• Aim of the exercise: Report, in full, each line of the rows below that contains the string "helmet"; matching is case-sensitive.

• Records to use:
______________________________

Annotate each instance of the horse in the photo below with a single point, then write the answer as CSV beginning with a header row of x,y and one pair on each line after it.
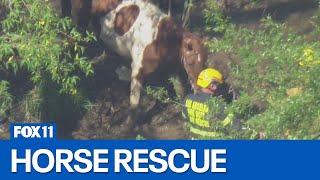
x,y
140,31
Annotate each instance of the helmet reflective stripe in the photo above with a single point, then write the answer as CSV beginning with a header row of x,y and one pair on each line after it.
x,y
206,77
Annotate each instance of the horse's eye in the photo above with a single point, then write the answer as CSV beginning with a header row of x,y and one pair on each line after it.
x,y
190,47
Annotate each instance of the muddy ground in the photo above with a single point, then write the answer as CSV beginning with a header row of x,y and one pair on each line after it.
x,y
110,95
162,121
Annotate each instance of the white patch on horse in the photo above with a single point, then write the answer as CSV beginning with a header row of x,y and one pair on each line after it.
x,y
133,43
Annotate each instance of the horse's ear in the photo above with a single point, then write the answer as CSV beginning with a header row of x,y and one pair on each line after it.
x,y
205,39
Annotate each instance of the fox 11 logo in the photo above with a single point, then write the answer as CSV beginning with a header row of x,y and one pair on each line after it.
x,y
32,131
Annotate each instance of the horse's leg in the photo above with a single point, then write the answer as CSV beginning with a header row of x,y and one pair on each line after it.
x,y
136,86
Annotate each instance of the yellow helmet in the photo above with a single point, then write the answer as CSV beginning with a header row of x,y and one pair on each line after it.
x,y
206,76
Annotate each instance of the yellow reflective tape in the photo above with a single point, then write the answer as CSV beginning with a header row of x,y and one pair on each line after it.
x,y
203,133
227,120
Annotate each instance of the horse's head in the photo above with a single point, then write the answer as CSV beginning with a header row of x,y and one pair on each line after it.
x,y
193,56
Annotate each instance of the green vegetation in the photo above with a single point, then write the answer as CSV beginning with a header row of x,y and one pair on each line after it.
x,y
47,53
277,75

______________________________

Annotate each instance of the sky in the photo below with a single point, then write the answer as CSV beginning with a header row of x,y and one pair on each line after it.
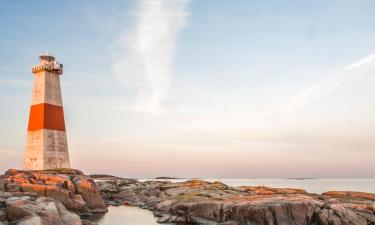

______________________________

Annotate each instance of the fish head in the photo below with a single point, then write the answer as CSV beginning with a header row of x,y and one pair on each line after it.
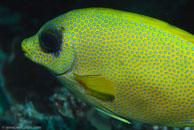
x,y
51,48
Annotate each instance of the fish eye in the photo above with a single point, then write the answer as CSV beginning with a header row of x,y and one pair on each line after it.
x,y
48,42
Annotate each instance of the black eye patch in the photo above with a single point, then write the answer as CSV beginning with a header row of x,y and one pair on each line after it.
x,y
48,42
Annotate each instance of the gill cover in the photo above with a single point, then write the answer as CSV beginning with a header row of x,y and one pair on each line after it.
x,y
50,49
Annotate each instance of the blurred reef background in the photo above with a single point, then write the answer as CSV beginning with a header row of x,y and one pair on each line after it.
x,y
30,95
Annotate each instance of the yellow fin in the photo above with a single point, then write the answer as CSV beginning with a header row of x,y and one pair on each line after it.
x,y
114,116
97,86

______________________________

• Reply:
Annotate each instance of the helmet reflective stripe in the photo above with a single point, then write the answer as CSV beginning with a header row of x,y and one pair on each line after it.
Annotate each instance of the yellow helmet in the photo above with a single point, then write the answer as CSV beginning with a header row of x,y and one pair on each line after it.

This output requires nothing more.